## Task prompt
Put the part of the records that opens with the line containing "Accessibility service: describe where the garage door window" and closes with the line containing "(142, 397), (199, 416)" into a two-column CSV with the headers text and answer. Each text goes in one row with its full answer, each in a single quoted field, with line breaks changed to spaces.

* Start *

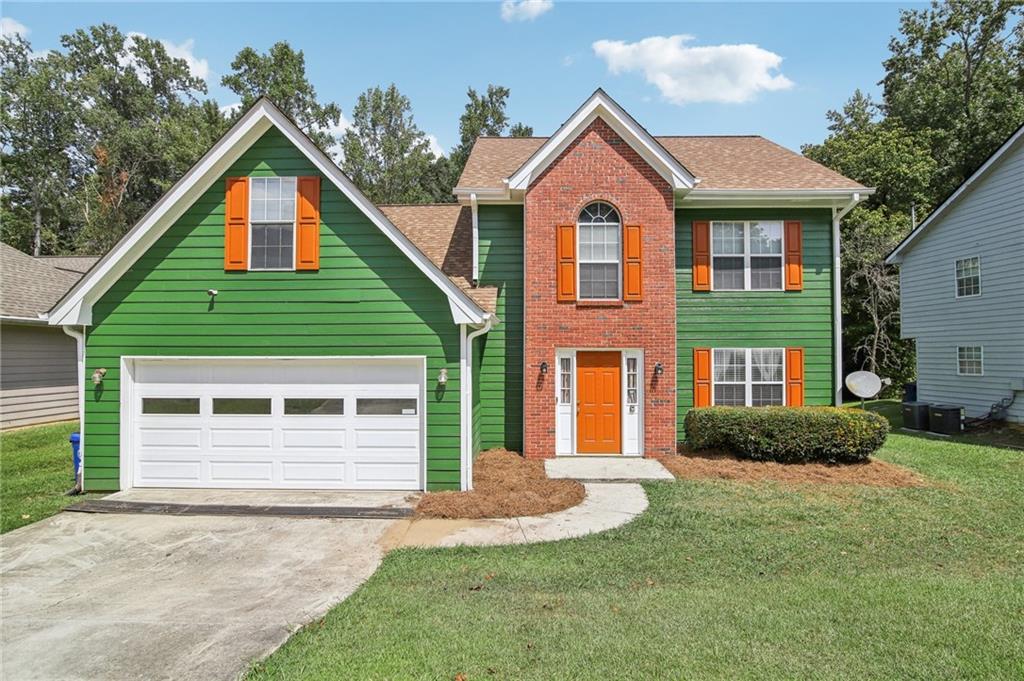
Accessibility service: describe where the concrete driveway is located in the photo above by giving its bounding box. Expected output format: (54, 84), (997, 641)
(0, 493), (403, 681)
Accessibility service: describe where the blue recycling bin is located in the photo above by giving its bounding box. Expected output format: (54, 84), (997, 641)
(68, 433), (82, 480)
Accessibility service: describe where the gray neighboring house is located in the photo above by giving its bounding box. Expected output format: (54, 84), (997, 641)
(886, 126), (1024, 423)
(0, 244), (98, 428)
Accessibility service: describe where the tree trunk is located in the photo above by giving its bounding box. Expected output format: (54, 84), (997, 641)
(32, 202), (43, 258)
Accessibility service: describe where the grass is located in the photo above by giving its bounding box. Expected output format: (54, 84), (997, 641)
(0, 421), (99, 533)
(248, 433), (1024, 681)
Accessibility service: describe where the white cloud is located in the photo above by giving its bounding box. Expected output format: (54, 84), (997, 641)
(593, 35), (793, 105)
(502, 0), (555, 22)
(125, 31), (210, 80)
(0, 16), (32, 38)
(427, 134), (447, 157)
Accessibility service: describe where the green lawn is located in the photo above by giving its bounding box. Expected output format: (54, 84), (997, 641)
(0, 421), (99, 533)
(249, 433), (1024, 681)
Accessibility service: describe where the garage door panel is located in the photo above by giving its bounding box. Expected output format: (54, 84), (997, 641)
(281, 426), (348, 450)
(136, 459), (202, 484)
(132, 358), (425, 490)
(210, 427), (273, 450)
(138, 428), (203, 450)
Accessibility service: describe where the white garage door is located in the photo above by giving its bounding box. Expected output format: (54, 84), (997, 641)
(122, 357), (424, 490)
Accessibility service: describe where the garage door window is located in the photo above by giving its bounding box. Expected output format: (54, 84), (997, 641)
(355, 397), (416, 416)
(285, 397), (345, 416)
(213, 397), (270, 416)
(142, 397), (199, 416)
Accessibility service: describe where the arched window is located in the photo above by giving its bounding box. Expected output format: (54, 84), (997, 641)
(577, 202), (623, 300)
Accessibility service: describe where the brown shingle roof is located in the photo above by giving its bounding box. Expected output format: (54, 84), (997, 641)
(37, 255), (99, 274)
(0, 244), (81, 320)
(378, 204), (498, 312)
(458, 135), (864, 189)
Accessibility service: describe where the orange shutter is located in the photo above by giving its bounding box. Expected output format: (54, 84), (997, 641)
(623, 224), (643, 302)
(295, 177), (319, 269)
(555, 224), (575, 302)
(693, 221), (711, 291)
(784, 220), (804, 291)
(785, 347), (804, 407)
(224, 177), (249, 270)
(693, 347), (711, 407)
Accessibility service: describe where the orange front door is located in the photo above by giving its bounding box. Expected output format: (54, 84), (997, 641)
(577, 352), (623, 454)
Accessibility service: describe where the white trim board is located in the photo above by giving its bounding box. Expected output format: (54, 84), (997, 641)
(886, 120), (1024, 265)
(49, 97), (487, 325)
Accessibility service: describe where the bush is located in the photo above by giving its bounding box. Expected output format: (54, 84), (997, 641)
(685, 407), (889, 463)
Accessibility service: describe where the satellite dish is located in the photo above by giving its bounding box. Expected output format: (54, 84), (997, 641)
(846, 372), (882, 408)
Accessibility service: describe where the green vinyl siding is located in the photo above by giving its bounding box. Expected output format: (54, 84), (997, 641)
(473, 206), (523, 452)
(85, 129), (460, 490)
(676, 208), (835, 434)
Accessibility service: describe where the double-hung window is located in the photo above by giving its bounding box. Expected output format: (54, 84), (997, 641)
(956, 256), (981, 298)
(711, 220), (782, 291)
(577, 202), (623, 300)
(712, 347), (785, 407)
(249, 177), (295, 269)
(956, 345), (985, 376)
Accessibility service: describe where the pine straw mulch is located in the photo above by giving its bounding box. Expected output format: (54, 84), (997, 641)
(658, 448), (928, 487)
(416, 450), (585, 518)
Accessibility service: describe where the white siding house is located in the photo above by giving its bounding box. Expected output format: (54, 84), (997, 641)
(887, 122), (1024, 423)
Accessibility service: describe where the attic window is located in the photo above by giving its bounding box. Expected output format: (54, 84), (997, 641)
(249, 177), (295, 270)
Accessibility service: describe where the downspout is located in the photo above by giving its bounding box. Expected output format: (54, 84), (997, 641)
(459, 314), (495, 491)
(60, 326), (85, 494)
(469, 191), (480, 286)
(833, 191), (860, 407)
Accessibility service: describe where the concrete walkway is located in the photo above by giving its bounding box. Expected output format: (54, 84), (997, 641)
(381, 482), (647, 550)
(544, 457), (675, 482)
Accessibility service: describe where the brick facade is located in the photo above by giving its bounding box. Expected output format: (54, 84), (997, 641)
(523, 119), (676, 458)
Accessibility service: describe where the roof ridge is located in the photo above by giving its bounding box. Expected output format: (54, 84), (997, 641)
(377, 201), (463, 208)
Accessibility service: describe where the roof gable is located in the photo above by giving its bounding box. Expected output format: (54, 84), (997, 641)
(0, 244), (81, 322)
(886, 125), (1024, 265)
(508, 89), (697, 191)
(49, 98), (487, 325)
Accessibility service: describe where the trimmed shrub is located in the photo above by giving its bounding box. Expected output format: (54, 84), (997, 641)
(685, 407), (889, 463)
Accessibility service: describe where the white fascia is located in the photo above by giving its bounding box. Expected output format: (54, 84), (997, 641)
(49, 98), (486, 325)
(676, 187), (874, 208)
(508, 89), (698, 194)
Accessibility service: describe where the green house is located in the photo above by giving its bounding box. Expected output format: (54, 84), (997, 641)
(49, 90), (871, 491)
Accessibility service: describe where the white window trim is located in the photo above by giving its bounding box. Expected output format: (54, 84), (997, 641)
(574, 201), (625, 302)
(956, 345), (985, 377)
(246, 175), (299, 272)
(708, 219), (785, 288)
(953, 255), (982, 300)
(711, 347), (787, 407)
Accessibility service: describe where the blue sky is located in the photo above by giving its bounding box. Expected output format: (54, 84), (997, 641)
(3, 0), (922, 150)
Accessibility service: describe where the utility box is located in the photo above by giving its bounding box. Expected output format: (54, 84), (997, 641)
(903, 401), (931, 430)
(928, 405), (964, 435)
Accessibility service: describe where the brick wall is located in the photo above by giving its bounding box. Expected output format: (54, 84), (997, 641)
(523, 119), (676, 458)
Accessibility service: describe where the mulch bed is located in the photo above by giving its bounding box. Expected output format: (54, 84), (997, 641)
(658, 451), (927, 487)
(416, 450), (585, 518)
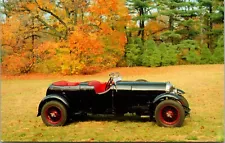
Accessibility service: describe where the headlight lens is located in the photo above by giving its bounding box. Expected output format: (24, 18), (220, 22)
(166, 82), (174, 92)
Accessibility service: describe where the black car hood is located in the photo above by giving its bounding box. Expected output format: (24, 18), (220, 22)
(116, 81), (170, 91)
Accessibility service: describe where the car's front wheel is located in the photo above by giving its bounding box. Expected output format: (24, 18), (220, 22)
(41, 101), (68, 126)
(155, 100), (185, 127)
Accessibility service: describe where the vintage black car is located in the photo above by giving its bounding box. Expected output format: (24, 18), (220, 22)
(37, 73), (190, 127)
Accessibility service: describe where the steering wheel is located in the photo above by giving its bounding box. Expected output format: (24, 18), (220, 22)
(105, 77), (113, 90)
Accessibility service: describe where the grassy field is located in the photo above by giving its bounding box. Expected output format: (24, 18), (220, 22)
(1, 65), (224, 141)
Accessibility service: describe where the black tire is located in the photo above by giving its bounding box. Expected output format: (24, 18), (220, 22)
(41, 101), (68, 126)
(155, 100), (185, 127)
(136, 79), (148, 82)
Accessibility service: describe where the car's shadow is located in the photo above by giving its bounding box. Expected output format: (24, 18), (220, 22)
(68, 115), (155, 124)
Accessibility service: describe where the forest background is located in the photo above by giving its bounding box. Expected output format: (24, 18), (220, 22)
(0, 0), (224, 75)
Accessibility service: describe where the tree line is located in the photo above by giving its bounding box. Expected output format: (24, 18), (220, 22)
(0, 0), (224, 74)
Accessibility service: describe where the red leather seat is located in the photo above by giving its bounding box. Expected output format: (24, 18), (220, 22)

* End *

## Response to the task
text,answer
"Accessibility service: describe where the garage door window is located in the photo above by giving its bounding box. Expected output format: (54, 84), (997, 641)","(355, 397), (416, 416) (285, 397), (345, 416) (213, 397), (270, 416) (142, 397), (199, 416)"